Pull out every line in the listing below that contains the string "window", and copy each one. Only matches with the same upper and lower case count.

____ Entries supplied

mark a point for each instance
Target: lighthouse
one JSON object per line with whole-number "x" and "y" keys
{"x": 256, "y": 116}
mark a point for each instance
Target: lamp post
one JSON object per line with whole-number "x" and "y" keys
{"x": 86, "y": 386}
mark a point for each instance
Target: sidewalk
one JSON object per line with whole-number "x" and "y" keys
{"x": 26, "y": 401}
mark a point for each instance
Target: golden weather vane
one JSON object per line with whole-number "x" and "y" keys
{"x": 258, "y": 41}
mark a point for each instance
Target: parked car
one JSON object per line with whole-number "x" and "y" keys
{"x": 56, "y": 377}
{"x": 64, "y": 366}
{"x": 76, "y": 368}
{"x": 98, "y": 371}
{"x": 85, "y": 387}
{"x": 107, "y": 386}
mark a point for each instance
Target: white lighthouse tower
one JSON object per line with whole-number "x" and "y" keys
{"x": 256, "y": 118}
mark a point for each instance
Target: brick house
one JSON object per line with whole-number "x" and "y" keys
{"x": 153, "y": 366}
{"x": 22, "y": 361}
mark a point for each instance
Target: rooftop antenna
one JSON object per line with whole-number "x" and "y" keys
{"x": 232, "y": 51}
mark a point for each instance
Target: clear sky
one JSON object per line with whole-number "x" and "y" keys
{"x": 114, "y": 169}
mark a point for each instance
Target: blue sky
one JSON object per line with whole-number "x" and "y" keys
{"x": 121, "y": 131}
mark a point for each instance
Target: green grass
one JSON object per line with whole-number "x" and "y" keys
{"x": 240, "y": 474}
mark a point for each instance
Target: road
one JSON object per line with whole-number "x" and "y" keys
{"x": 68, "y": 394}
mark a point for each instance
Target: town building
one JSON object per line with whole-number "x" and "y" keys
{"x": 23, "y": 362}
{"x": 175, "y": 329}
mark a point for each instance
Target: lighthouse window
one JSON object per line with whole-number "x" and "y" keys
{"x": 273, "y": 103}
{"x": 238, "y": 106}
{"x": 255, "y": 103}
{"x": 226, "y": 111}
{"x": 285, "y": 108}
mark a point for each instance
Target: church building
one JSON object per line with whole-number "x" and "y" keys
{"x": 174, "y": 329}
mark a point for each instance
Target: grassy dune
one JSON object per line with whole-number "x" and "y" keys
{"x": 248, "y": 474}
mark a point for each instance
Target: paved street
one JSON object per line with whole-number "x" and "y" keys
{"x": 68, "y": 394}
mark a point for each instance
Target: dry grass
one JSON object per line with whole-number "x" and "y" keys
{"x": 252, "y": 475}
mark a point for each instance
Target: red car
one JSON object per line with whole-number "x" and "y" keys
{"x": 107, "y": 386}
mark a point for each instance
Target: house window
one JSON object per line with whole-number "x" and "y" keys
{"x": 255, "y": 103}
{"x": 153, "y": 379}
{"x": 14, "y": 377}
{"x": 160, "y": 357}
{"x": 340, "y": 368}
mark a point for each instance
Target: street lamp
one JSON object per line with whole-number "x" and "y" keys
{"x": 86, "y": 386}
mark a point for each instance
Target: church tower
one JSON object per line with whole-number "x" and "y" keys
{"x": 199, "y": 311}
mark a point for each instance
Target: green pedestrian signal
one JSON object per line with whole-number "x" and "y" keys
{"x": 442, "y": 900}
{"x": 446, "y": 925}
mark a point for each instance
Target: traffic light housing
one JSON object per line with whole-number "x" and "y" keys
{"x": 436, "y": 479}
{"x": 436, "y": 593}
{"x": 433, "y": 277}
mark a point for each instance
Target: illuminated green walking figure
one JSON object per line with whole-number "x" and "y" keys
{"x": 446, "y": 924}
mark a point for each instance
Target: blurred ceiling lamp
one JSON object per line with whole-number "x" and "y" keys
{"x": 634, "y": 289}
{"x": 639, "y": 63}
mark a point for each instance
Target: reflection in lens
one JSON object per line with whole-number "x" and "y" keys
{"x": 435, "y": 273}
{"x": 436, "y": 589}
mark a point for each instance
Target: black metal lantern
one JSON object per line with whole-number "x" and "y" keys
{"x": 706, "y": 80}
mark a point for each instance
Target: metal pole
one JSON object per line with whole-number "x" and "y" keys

________

**Completed task**:
Target: lighthouse window
Target: house window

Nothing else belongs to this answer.